** タスク指示 **
以下に示すWIPO事務局長選をめぐる論評の本文を、一字一句変えずに全文出力せよ。

** 本文 **
選挙前は王氏のリードが伝えられていたが、「(中国人トップ就任は)銀行強盗が頭取になるようなもの」(米メディア)など中国の知的財産侵害を批判する米国が欧州各国などとともに反対キャンペーンを展開、中国人トップ就任を阻止した》(産経ニュース2020.3.6 12:08)

 中国の人間が世界知的所有権機関の長になれば、知的財産権を恣(ほしいまま)にしてしまうのではないかとの懸念がどうしても拭えない。

 米ワシントンポスト紙のジョシュ・ロギン氏は、1月31日付のコラム記事で、

This is worse than letting the fox into the henhouse. This is akin to choosing a bank robber to be president of the bank.

(これはニワトリ小屋にキツネを放つよりもっと悪い。これは銀行強盗を銀行の頭取に選ぶようなものだ)

とまで批判している。

《15ある国連の専門機関のうち、現在4つで中国出身者がトップを務めている。出身者以外でも、世界保健機関(WHO)のテドロス事務局長は中国から多額の資金を受けるエチオピアの出身で、就任以降、台湾を締め出し、新型コロナウイルスとの戦いでは、中国寄りの発言を続けている。

 一昨年には、国際刑事警察機構(ICPO)の中国出身の総裁が帰国中に失踪した。中国政府はICPOの求める照会の要請に応えず、後に身柄の拘束が明らかになり今年1月、収賄罪で有罪判決を受けた。国内事情が優先され、国際社会の常識は通用しない。

 トップ人事を牛耳り、自国の有利を図る一方で、南シナ海の中国の領有権を否定したハーグの仲裁裁判所の判決は無視する。こうした専横を許してはならない。WIPO事務局長選は、今後の格好の先例となるはずだ》(3月12日付産經新聞主張)

 敵国条項が削除されない限り、日本にとってUN中心主義のような考え方は有り得ない。米国も言うことを聞かないUNに飽き飽きしている節がある。が、米国や日本がUNと距離を置くことは中国を利するだけである。

 パクスアメリカーナ(米国による平和)からパクスシニカ(中国による平和)へ覇権が移行すればどうなるか。「平和」という言葉は同じでも一党独裁全体主義の「平和」がいかに悲惨か言うまでもあるまい。

** 入力データ **
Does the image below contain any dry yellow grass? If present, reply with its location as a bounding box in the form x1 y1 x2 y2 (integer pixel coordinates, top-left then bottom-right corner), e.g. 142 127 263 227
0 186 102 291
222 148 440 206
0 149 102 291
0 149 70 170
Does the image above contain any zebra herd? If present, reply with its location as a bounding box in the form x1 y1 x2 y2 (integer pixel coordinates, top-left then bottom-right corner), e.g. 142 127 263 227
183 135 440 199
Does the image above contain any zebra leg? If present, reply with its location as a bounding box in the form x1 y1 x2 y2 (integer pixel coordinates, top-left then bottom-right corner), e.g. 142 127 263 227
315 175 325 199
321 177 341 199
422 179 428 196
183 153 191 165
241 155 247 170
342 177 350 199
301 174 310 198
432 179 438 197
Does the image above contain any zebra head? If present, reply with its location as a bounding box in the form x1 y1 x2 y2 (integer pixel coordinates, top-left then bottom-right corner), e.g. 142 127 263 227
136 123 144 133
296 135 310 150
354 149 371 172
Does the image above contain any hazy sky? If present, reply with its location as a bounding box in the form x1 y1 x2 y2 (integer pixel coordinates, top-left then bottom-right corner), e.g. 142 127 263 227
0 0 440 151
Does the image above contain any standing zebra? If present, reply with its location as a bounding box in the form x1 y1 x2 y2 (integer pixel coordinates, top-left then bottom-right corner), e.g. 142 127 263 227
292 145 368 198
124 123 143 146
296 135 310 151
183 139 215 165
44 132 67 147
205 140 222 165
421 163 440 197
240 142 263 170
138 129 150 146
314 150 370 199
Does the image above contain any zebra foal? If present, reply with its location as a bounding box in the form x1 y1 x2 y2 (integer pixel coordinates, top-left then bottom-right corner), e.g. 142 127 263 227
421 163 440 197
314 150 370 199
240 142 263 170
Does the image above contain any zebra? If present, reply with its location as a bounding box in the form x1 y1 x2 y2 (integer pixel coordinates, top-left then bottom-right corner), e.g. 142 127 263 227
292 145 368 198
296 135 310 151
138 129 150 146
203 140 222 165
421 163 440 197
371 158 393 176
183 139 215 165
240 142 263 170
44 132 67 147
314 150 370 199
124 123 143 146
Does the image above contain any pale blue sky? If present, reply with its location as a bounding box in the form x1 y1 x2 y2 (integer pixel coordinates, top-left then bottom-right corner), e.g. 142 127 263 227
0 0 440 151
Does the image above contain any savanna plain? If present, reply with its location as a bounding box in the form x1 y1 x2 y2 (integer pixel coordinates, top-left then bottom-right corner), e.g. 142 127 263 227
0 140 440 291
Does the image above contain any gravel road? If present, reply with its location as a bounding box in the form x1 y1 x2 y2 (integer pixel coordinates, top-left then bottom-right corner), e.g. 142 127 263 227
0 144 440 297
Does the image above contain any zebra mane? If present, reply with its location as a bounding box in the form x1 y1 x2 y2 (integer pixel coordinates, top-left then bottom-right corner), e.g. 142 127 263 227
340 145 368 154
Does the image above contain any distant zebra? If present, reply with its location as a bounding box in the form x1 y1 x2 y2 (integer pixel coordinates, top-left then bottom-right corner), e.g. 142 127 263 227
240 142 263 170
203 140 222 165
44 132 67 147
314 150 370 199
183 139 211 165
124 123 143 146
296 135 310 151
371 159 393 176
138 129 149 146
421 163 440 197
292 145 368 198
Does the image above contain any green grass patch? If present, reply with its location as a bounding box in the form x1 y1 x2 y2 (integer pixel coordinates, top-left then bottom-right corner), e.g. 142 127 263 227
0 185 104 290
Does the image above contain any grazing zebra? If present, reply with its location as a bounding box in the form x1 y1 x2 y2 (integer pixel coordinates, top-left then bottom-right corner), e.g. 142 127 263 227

** 出力結果 **
選挙前は王氏のリードが伝えられていたが、「(中国人トップ就任は)銀行強盗が頭取になるようなもの」(米メディア)など中国の知的財産侵害を批判する米国が欧州各国などとともに反対キャンペーンを展開、中国人トップ就任を阻止した》(産経ニュース2020.3.6 12:08)

 中国の人間が世界知的所有権機関の長になれば、知的財産権を恣(ほしいまま)にしてしまうのではないかとの懸念がどうしても拭えない。

 米ワシントンポスト紙のジョシュ・ロギン氏は、1月31日付のコラム記事で、

This is worse than letting the fox into the henhouse. This is akin to choosing a bank robber to be president of the bank.

(これはニワトリ小屋にキツネを放つよりもっと悪い。これは銀行強盗を銀行の頭取に選ぶようなものだ)

とまで批判している。

《15ある国連の専門機関のうち、現在4つで中国出身者がトップを務めている。出身者以外でも、世界保健機関(WHO)のテドロス事務局長は中国から多額の資金を受けるエチオピアの出身で、就任以降、台湾を締め出し、新型コロナウイルスとの戦いでは、中国寄りの発言を続けている。

 一昨年には、国際刑事警察機構(ICPO)の中国出身の総裁が帰国中に失踪した。中国政府はICPOの求める照会の要請に応えず、後に身柄の拘束が明らかになり今年1月、収賄罪で有罪判決を受けた。国内事情が優先され、国際社会の常識は通用しない。

 トップ人事を牛耳り、自国の有利を図る一方で、南シナ海の中国の領有権を否定したハーグの仲裁裁判所の判決は無視する。こうした専横を許してはならない。WIPO事務局長選は、今後の格好の先例となるはずだ》(3月12日付産經新聞主張)

 敵国条項が削除されない限り、日本にとってUN中心主義のような考え方は有り得ない。米国も言うことを聞かないUNに飽き飽きしている節がある。が、米国や日本がUNと距離を置くことは中国を利するだけである。

 パクスアメリカーナ(米国による平和)からパクスシニカ(中国による平和)へ覇権が移行すればどうなるか。「平和」という言葉は同じでも一党独裁全体主義の「平和」がいかに悲惨か言うまでもあるまい。